→ Recorded data

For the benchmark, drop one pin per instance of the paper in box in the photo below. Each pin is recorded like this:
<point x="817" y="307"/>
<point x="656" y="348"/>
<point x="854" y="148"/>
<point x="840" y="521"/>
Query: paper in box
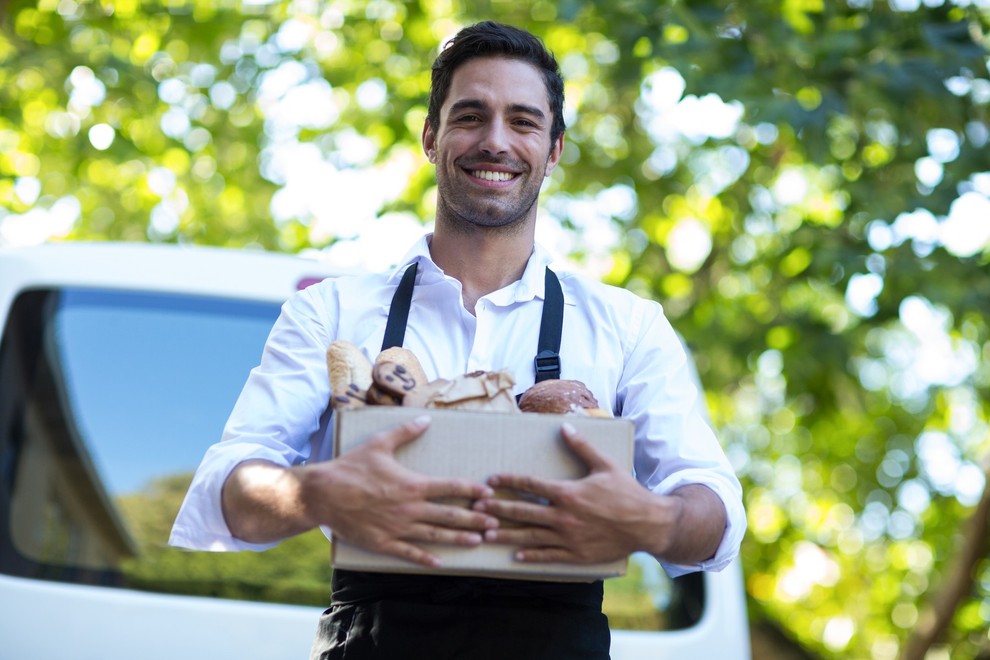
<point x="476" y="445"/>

→ Requirement
Print all of the entries above word for word, but omit the pictures.

→ Reply
For the benchmark, drop one pin per instance of the paper in box in the photo below. Each pin is recorded like this:
<point x="817" y="307"/>
<point x="656" y="348"/>
<point x="854" y="148"/>
<point x="840" y="521"/>
Query: paper in box
<point x="476" y="445"/>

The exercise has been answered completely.